**INSTRUCTIONS TO FOLLOW:** Locate every line in the rows below that contains the string "small" and copy each one out in full. Matching is case-sensitive.

▬▬▬

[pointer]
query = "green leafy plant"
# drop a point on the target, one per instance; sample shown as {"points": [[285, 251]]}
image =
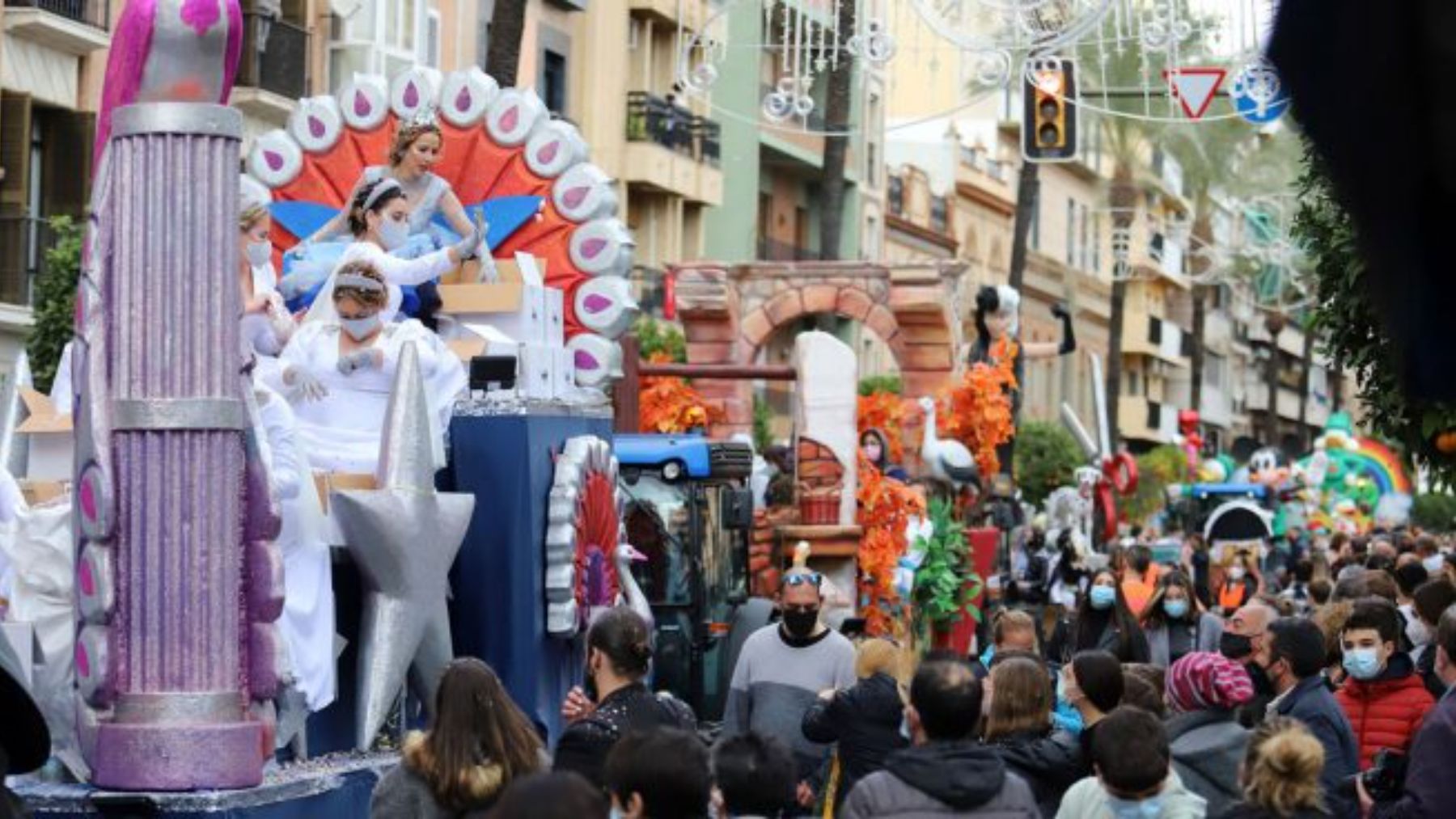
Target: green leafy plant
{"points": [[946, 582], [762, 425], [1157, 469], [1046, 458], [658, 336], [54, 302], [881, 384], [1434, 511], [1353, 335]]}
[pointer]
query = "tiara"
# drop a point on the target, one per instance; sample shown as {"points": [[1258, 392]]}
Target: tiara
{"points": [[358, 281]]}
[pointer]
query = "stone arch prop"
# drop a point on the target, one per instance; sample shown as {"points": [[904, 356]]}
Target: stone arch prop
{"points": [[730, 310]]}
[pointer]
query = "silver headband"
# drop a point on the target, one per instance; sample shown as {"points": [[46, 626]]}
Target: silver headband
{"points": [[358, 281], [386, 184]]}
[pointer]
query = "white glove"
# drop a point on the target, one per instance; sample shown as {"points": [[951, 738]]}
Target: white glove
{"points": [[305, 384], [469, 245], [362, 360]]}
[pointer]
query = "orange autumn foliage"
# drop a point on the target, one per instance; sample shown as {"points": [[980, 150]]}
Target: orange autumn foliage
{"points": [[977, 411], [886, 507], [884, 412], [670, 405]]}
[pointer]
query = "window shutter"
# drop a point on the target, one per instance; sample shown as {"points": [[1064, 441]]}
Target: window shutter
{"points": [[15, 152]]}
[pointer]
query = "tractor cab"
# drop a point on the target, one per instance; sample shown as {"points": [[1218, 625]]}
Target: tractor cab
{"points": [[689, 511]]}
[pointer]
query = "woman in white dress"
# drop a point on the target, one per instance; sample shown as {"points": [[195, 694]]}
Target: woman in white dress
{"points": [[267, 323], [338, 374], [380, 220], [307, 611], [413, 158]]}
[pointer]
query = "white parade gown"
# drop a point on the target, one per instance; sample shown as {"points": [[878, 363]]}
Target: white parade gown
{"points": [[307, 611], [261, 332], [341, 433]]}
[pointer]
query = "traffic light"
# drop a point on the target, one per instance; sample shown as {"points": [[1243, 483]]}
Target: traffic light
{"points": [[1048, 130]]}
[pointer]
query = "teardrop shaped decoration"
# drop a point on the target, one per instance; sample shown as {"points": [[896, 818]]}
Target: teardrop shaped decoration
{"points": [[584, 192], [415, 94], [514, 116], [597, 360], [316, 124], [553, 147], [364, 102], [276, 159], [602, 247], [604, 306], [468, 95]]}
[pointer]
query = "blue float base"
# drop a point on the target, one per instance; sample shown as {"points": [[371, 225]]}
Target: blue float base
{"points": [[325, 789]]}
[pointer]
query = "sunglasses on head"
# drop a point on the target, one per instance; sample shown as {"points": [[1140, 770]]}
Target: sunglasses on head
{"points": [[801, 578]]}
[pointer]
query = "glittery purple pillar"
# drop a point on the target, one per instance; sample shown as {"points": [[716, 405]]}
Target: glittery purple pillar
{"points": [[178, 588]]}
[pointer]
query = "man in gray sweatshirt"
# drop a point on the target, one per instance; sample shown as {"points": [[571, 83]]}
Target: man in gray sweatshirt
{"points": [[784, 666]]}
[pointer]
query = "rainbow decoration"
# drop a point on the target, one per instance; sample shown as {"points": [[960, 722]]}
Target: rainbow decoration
{"points": [[1378, 463]]}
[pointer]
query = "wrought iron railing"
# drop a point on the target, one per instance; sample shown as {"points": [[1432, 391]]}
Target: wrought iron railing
{"points": [[276, 56], [92, 12], [23, 242], [655, 120]]}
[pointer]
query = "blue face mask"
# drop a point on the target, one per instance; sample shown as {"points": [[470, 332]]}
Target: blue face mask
{"points": [[1128, 809], [1361, 664]]}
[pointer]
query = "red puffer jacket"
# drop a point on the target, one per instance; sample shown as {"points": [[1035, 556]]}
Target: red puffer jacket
{"points": [[1388, 710]]}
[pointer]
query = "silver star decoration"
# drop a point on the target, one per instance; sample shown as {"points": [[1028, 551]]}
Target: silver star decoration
{"points": [[404, 537]]}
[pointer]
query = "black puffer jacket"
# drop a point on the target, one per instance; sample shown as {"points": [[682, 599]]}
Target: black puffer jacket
{"points": [[864, 719], [584, 745], [1048, 761]]}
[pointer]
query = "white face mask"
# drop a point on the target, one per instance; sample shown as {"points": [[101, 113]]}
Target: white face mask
{"points": [[358, 329], [393, 234], [258, 253]]}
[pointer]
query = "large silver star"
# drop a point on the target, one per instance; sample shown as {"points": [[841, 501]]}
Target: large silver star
{"points": [[404, 537]]}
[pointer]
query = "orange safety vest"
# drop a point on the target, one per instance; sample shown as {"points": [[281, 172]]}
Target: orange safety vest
{"points": [[1232, 597], [1137, 591]]}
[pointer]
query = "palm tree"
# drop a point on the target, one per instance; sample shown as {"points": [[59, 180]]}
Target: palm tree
{"points": [[502, 58]]}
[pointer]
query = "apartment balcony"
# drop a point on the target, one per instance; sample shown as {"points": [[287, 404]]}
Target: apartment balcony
{"points": [[1143, 420], [1157, 338], [673, 150], [778, 251], [23, 242], [691, 14], [273, 73], [70, 27]]}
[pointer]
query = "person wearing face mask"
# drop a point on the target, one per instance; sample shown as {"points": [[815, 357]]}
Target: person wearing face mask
{"points": [[1383, 697], [379, 220], [1175, 623], [338, 376], [267, 323], [781, 671], [615, 700], [1241, 582], [1133, 775], [1101, 622], [1430, 602], [1430, 789], [1293, 659]]}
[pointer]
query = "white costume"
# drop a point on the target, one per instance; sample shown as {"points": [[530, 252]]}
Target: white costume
{"points": [[61, 393], [265, 333], [341, 433], [396, 271], [307, 613]]}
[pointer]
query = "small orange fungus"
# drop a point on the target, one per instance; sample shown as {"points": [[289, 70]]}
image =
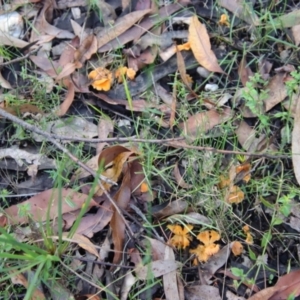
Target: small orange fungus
{"points": [[124, 72], [102, 79], [208, 238], [224, 20], [181, 238], [237, 248]]}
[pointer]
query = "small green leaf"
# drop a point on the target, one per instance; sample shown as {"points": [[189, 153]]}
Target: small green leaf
{"points": [[266, 238]]}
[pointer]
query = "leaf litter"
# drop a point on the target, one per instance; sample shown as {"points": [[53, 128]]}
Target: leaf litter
{"points": [[90, 75]]}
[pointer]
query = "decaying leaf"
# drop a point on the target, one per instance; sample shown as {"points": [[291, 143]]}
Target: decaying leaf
{"points": [[200, 123], [156, 268], [204, 252], [201, 47], [44, 206], [181, 238], [82, 241], [120, 26]]}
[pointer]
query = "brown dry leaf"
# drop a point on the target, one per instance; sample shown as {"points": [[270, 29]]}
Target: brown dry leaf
{"points": [[296, 142], [204, 252], [114, 170], [207, 292], [237, 248], [64, 107], [21, 279], [39, 205], [117, 224], [244, 71], [102, 79], [156, 269], [136, 31], [92, 223], [181, 238], [201, 47], [82, 241], [242, 10], [202, 122], [174, 207], [120, 26], [50, 67]]}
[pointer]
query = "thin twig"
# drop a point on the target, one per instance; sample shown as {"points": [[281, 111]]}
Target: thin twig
{"points": [[37, 130], [20, 58]]}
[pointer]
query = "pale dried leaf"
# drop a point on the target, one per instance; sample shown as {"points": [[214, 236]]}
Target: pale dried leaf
{"points": [[201, 47], [200, 123], [120, 26], [83, 242], [45, 205], [207, 292], [156, 268]]}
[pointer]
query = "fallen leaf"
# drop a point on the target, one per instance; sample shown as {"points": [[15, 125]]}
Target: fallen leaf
{"points": [[207, 292], [156, 269], [244, 71], [181, 238], [200, 123], [82, 241], [136, 31], [44, 206], [117, 224], [242, 10], [237, 248], [169, 208], [201, 47], [120, 26]]}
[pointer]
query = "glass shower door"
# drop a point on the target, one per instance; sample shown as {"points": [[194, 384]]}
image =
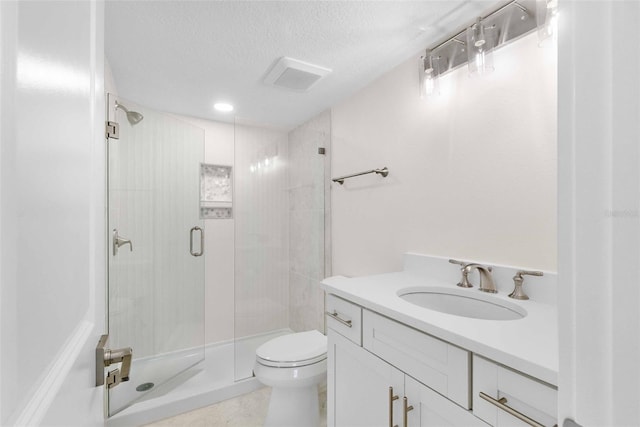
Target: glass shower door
{"points": [[156, 273]]}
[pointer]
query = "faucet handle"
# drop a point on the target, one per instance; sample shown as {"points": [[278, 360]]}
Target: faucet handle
{"points": [[462, 263], [464, 282], [518, 280]]}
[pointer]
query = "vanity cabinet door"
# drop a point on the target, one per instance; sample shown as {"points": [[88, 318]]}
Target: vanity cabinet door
{"points": [[358, 386], [431, 409], [529, 397]]}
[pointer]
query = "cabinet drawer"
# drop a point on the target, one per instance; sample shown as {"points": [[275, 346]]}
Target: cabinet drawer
{"points": [[344, 318], [435, 363], [530, 397]]}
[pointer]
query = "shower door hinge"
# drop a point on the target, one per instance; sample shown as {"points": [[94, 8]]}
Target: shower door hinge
{"points": [[113, 130], [106, 357]]}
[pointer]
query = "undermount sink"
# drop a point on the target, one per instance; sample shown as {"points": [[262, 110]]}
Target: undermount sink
{"points": [[462, 302]]}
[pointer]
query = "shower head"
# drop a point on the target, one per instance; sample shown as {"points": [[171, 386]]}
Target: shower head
{"points": [[133, 116]]}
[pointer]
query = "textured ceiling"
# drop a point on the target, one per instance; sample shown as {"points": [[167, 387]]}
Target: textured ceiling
{"points": [[183, 56]]}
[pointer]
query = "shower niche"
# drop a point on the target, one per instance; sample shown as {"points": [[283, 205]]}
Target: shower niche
{"points": [[216, 191]]}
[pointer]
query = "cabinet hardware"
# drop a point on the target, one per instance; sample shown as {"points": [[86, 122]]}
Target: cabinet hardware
{"points": [[201, 241], [335, 315], [392, 398], [407, 408], [501, 403]]}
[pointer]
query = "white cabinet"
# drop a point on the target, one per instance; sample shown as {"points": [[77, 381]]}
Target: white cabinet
{"points": [[384, 373], [364, 390], [506, 390], [431, 409], [443, 367], [358, 386]]}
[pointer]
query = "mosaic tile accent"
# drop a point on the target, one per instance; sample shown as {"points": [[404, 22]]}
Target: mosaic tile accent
{"points": [[216, 191]]}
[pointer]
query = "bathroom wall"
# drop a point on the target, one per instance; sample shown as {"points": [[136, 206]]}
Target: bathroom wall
{"points": [[307, 199], [472, 173]]}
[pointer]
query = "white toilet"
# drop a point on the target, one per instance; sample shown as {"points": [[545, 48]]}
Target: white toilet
{"points": [[293, 365]]}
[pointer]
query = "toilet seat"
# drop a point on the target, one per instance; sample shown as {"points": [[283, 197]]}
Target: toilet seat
{"points": [[293, 350]]}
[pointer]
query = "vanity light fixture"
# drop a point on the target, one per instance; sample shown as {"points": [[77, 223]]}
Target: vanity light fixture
{"points": [[223, 107], [480, 43], [481, 37], [429, 68]]}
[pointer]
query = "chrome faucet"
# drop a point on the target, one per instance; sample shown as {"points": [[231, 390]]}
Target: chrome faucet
{"points": [[486, 278]]}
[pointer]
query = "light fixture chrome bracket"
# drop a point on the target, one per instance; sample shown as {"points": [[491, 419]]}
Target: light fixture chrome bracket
{"points": [[510, 22]]}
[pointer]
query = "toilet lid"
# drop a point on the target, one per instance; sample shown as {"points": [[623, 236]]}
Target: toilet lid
{"points": [[294, 349]]}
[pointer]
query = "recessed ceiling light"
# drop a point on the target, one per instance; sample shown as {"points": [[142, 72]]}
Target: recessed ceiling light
{"points": [[223, 107]]}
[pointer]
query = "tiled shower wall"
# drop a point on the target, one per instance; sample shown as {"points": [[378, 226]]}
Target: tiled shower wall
{"points": [[261, 231], [308, 221]]}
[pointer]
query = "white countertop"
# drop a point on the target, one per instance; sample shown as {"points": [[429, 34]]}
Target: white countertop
{"points": [[529, 345]]}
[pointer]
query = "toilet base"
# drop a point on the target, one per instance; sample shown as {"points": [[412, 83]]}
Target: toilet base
{"points": [[293, 407]]}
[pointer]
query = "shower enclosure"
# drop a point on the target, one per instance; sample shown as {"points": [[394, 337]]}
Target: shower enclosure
{"points": [[156, 271], [177, 304]]}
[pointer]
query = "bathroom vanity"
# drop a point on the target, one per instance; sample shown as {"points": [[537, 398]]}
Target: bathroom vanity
{"points": [[393, 362]]}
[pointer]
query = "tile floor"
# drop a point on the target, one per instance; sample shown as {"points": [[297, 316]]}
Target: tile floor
{"points": [[248, 410]]}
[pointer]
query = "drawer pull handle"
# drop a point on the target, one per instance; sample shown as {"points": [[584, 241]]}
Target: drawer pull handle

▬▬▬

**ANSWER FOR THIS EXERCISE:**
query = "small orange fungus"
Target: small orange fungus
query = "small green leaf"
Target: small green leaf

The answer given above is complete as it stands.